**TEXTABSCHNITT:**
Donnerstag, 20. November 2014

Auf dem K2 - wo sind die Frauen

Ich bin auf alte Texte gestoßen, die 1989 die in der Zeitschrift K2 veröffentlicht wurden. Das war ein Projekt von Germanist/innen der Uni Stuttgart, das aus einem Seminar "kreatives Schreiben" hervorging. Beteiligt daran waren auch die damaligen Professoren Michael Kienzle und Dirk Mende.

Den längsten Text veröffentliche ich hier. Die kürzeren sind als Bilder beigefügt.

Frauen an der Uni 
Christine Lehmann 1989

Also morgens natürlich die Putzfrauen, dann die Sekretärinnen. Ich lese: »Die Frauen kommen und gehen, aber die Freunde bleiben.« 1985 (Torsten Becker, verfälscht zitiert) Da gab’s doch mal die Frau P. Die, die in ihrem Seminar nur aus ihrem vor Jahrzehnten geschriebenen Buch vorlas. Früher gab’s in der Linguistik auch eine, von der es hieß, sie treibe es mit Männern und Frauen.
Und dann war da noch die Frau G., die mit Seminaren zu romantischen Frauenbriefen und Frauenbüchern gastierte. Das ist aber wieder eingeschlafen. Und dann haben wir ja noch Frau R., von der man munkelt, dass, wenn schon eine Frau auf dieser Stelle, es wenigsten keine sein solle, die kompetent ist.
Professor W. begründet zu Beginn eines Christa-Wolf-Seminars, dass es nicht wie gewünscht eine Frau zu sein brauche, die das Seminar leite, denn Wissenschaft sei geschlechtsneutral. Einmal redet auch ein Gastdozent über Frauenliteratur seit 1975. Er weist nach, dass Verena Stefans »Häutungen« schlechte Literatur sei. Defloration heiße doch auch nur, einer Frau die Blume nehmen, was denn daran neue Sprache sei? Ich lese: »Die Frau hat zwei Löcher, der Mann eines. Das ist der Unterschied. Die Frau taugt nicht zum Denken, sie schmiert, die Frau ist Geschmier, der Ruin der Schift.« 1986 (Rainald Götz) Professor L. entwickelt aus dem Stegreif die These, dass der Frauentod im Kindbett den Mann des 19. Jahrhunderts von der Monogamie frei hielt. Heute müsse man sich trennen mit all den Schwierigkeiten, um eine neue Frau zu haben. Seine Studentinnen lachen. »Was hat die Frau geleistet in den letzten paar tausend Jahren, Genvernichtung, sonst nichts, Geplapper, Geplärr, Geschwätz.« (Rainald Götz)

**KURZE AUFGABE A:** Zitiere bitte die Zeilen der Datensätze unten wortgetreu, vom Anfang der Datensätze bis einschließlich der Zeile mit "point(302, 65)".

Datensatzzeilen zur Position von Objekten
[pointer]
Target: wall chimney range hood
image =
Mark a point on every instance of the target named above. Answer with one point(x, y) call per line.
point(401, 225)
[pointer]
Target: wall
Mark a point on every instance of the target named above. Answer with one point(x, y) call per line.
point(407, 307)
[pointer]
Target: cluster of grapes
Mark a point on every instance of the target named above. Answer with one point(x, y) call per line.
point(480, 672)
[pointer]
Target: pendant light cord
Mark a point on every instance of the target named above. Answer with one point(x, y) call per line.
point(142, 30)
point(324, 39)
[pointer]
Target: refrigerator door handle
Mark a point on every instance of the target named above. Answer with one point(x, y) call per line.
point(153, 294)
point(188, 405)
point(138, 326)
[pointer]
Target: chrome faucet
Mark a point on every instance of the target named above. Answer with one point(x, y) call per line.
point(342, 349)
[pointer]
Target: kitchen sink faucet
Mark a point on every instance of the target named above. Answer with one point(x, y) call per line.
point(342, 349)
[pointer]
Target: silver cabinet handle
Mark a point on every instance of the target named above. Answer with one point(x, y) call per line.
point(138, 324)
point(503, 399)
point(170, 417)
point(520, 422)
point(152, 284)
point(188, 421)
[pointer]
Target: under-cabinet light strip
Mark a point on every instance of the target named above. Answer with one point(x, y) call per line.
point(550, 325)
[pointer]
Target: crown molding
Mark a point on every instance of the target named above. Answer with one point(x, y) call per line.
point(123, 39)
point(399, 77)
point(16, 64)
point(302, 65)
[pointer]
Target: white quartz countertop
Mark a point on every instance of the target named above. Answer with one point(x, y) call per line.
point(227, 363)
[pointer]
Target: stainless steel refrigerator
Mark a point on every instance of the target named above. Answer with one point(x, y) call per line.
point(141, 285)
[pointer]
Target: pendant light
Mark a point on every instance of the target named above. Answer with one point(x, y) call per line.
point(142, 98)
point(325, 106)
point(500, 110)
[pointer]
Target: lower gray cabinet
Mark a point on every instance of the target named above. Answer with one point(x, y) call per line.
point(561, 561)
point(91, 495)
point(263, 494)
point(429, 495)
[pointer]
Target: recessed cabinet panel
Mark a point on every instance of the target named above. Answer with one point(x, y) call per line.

**KURZE AUFGABE B:** Fasse den Text über Frauen an der Uni oben in zwei Sätzen zusammen.

**ANTWORT A:**
[pointer]
Target: wall chimney range hood
image =
Mark a point on every instance of the target named above. Answer with one point(x, y) call per line.
point(401, 225)
[pointer]
Target: wall
Mark a point on every instance of the target named above. Answer with one point(x, y) call per line.
point(407, 307)
[pointer]
Target: cluster of grapes
Mark a point on every instance of the target named above. Answer with one point(x, y) call per line.
point(480, 672)
[pointer]
Target: pendant light cord
Mark a point on every instance of the target named above. Answer with one point(x, y) call per line.
point(142, 30)
point(324, 39)
[pointer]
Target: refrigerator door handle
Mark a point on every instance of the target named above. Answer with one point(x, y) call per line.
point(153, 294)
point(188, 405)
point(138, 326)
[pointer]
Target: chrome faucet
Mark a point on every instance of the target named above. Answer with one point(x, y) call per line.
point(342, 349)
[pointer]
Target: kitchen sink faucet
Mark a point on every instance of the target named above. Answer with one point(x, y) call per line.
point(342, 349)
[pointer]
Target: silver cabinet handle
Mark a point on every instance of the target named above. Answer with one point(x, y) call per line.
point(138, 324)
point(503, 399)
point(170, 417)
point(520, 422)
point(152, 284)
point(188, 421)
[pointer]
Target: under-cabinet light strip
Mark a point on every instance of the target named above. Answer with one point(x, y) call per line.
point(550, 325)
[pointer]
Target: crown molding
Mark a point on every instance of the target named above. Answer with one point(x, y) call per line.
point(123, 39)
point(399, 77)
point(16, 64)
point(302, 65)

**ANTWORT B:** Der Text über Frauen an der Uni stellt einen Beitrag von Christine Lehmann vor, der 1989 in der Zeitschrift K2 erschien, einem Projekt von Germanist/innen der Uni Stuttgart. Der Beitrag schildert Frauen wie Frau P., Frau G. und Frau R. sowie Äußerungen von Professoren, etwa dass Wissenschaft geschlechtsneutral sei, und setzt herabsetzende Zitate von Rainald Götz über Frauen dazwischen.